Task instructions>
Go through the records and report each line in which the word "black" occurs.

Records to use>
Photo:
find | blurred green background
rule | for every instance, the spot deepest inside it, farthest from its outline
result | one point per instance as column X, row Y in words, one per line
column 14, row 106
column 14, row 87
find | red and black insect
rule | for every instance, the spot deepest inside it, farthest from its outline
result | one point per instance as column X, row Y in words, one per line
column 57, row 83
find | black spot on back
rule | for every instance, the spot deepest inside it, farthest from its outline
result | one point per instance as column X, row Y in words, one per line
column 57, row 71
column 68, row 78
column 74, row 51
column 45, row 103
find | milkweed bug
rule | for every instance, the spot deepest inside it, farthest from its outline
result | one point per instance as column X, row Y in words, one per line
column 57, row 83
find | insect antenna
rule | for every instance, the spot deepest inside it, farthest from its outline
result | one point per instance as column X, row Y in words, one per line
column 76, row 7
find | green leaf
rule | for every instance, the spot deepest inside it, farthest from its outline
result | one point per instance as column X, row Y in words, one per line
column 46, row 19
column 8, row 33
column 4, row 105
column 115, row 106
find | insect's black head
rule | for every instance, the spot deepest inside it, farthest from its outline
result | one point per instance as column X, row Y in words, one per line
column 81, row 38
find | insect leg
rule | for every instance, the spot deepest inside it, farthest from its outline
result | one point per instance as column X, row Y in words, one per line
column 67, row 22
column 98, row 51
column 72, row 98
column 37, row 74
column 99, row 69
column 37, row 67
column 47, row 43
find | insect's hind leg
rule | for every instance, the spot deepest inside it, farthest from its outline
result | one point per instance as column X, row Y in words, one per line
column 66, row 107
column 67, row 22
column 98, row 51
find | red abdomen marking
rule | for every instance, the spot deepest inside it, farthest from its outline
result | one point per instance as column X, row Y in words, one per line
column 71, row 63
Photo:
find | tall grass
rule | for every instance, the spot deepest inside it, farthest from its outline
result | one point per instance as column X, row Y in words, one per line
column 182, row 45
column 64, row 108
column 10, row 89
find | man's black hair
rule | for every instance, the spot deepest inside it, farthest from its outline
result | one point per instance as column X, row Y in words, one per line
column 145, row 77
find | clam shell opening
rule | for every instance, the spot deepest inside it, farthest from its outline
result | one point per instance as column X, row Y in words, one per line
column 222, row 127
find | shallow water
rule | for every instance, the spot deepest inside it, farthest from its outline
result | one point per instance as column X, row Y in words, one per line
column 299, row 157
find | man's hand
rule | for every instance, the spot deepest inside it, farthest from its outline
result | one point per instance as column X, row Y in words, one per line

Output below>
find | red and black insect
find | black spot on back
find | insect's black head
find | man's black hair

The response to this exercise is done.